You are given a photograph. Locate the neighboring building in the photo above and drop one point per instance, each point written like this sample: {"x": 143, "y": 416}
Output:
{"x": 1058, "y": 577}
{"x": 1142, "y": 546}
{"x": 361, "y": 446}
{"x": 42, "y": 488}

• [Task objective] Copy every record shown above, exactly and completely.

• [Answer area]
You are given a photograph. Locate the neighboring building in the photo above and drop one point per instance, each point written like this sample: {"x": 143, "y": 416}
Output:
{"x": 1058, "y": 577}
{"x": 1142, "y": 546}
{"x": 361, "y": 446}
{"x": 42, "y": 488}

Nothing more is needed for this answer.